Compito da svolgere → Puoi trascrivere parola per parola il brano su Genova e Ventimiglia, da "A monte di tale" a "mai saputo rimediare."?

Brano di partenza →

----

A monte di tale sviluppo socio-politico i genovesi si erano fortificati dal lato diplomatico internazionale ottenendo dall'imperatore Corrado III l'autorizzazione a ristabilire nel territorio di Ventimiglia uno stato di sicurezza a garanzia tanto dei pellegrini quanto dei viandanti a danno dei quali sarebbero state denunciate molteplici rapine cui l'autorità feudale, per ignavia, incompetenza od impreparazione, non aveva mai saputo rimediare.
Sotto la protezione di questa altissima autorizzazione Genova ebbe via libera per occupare militarmente Ventimiglia, erigervi un castello custodito da una sua guarnigione, obbligare tutti gli abitanti ad un giuramento di fedeltà e quindi rimettere ordine nelle vie contro predoni e briganti.
L'inerme Oberto, già vittima di sostanziali angherie, non poté far altro che ratificare lo stato di fatto e quindi cedere per dono a Genova i suoi diritti su Ventimiglia e sulla contea per riottenerli, seppur parzialmente, sotto forma di feudo: mentre, con questi atti, il conte finiva per diventare vassallo di Genova (con tutti gli obblighi che ciò comportava) da un altro lato si trovò nella necessità di "giurare la Compagna" , impegnandosi, anche per i suoi figli, a risiedere in Genova per un determinato periodo di ogni anno.
Il tracollo del potere comitale intemelio, per quanto mascherato da molteplici aspetti formali risultava decisivo nella sostanza: per esempio il castello di Mentone, con ogni sua rendita, fu dato in pegno di fedeltà a Genova che, a sua volta, lo concesse alla custodia di Ottone, figlio di Oberto, che risultava però vincolato in vari modi, sì che in caso del mancato rispetto dei patti avrebbe dovuto immediatamente consegnare a Genova quel possedimento (Annali Genovesi, I, pp.30, 52 e 53 = Codice Diplomatico della repubblica di Genova, I, nn. 162 - 165).
Le interferenze genovesi sulla situazione istituzionale intemelia furono evidenti; i conti erano palesemente in crisi e lo erano stati messi da un'istituzione sostanzialemente loro estranea per origine e conformazione, il comune genovese.
L'asse degli equilibri, che a lungo aveva agevolato la postazione comitale, era stata riequilibrata in non molti anni, anzi, a dire il vero, era stata spostata in qualche modo a favore del comune intemelio, non gravato ma certamente favorito nello sviluppo dal tracollo feudale.

----

Dati grezzi →
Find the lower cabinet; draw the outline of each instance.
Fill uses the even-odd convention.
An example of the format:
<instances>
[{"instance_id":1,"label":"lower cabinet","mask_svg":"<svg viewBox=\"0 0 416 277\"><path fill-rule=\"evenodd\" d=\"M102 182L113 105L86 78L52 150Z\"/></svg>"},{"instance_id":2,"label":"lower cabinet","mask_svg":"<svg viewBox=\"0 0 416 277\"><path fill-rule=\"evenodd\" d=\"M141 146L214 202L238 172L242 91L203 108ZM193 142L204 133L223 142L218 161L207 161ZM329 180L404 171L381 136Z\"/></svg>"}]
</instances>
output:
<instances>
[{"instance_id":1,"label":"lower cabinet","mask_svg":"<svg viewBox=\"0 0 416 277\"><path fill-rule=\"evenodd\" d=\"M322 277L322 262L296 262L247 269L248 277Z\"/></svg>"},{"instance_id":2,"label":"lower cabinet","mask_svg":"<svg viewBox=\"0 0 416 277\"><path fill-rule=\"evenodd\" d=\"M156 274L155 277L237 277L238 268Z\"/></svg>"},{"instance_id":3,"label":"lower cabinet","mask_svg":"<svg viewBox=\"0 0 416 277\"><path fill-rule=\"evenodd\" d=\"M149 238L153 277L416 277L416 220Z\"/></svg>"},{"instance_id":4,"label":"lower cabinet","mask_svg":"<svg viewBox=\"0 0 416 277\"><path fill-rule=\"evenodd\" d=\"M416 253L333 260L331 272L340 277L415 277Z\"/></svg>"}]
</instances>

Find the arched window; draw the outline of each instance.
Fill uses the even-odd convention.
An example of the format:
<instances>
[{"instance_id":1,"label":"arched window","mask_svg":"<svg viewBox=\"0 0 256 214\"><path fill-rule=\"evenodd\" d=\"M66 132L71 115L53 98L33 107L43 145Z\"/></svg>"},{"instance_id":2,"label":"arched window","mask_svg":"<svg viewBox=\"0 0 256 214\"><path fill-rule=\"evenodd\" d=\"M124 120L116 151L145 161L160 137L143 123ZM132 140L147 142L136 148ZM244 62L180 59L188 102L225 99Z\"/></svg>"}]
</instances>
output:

----

Risposta scritta →
A monte di tale sviluppo socio-politico i genovesi si erano fortificati dal lato diplomatico internazionale ottenendo dall'imperatore Corrado III l'autorizzazione a ristabilire nel territorio di Ventimiglia uno stato di sicurezza a garanzia tanto dei pellegrini quanto dei viandanti a danno dei quali sarebbero state denunciate molteplici rapine cui l'autorità feudale, per ignavia, incompetenza od impreparazione, non aveva mai saputo rimediare.